| EXERCISE PROMPT |
Rewrite the part of the items that opens with the line containing "Find the hillside." and closes with the line containing "xmin=251 ymin=194 xmax=268 ymax=250", both lines included, keeping the requests unchanged. In the answers, scale every coordinate by 1.85 and round to a whole number, with halves rounded up.

▼

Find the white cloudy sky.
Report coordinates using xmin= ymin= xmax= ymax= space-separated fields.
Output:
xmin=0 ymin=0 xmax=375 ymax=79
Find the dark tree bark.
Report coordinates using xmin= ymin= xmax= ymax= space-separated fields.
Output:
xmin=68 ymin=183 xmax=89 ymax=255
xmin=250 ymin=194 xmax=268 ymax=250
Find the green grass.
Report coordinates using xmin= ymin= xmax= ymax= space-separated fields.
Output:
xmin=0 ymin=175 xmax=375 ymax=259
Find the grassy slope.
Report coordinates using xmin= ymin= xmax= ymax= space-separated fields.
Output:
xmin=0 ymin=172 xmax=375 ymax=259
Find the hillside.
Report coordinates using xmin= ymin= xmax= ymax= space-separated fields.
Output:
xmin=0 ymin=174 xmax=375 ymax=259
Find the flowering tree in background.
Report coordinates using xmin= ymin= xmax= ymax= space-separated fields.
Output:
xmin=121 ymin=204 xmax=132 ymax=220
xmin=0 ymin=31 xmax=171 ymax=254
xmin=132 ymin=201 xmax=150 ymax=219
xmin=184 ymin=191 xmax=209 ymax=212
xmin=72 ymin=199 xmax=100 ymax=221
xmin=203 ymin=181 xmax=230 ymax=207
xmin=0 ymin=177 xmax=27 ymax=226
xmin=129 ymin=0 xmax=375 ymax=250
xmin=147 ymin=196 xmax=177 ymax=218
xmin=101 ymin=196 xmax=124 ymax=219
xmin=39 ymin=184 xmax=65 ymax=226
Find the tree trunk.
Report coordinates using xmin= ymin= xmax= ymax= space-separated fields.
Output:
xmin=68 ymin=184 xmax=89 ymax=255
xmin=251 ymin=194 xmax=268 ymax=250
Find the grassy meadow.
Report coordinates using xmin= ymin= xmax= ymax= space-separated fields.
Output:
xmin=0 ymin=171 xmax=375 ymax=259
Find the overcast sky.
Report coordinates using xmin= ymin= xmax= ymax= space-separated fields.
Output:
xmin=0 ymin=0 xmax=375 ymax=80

▲

| EXPECTED ANSWER |
Find the hillside.
Report coordinates using xmin= ymin= xmax= ymax= space-separated fields.
Output:
xmin=0 ymin=322 xmax=694 ymax=479
Find the flowering tree in background.
Report coordinates using xmin= ymin= xmax= ymax= space-separated fields.
Output:
xmin=224 ymin=377 xmax=244 ymax=407
xmin=0 ymin=57 xmax=316 ymax=470
xmin=244 ymin=372 xmax=278 ymax=405
xmin=340 ymin=353 xmax=387 ymax=392
xmin=133 ymin=368 xmax=185 ymax=409
xmin=376 ymin=335 xmax=426 ymax=383
xmin=0 ymin=327 xmax=50 ymax=418
xmin=239 ymin=0 xmax=694 ymax=463
xmin=272 ymin=363 xmax=327 ymax=403
xmin=187 ymin=363 xmax=229 ymax=405
xmin=72 ymin=340 xmax=120 ymax=418
Find the tree trunk.
Report coordinates using xmin= ymin= xmax= ymax= space-separated fields.
Output:
xmin=126 ymin=340 xmax=165 ymax=472
xmin=464 ymin=359 xmax=496 ymax=463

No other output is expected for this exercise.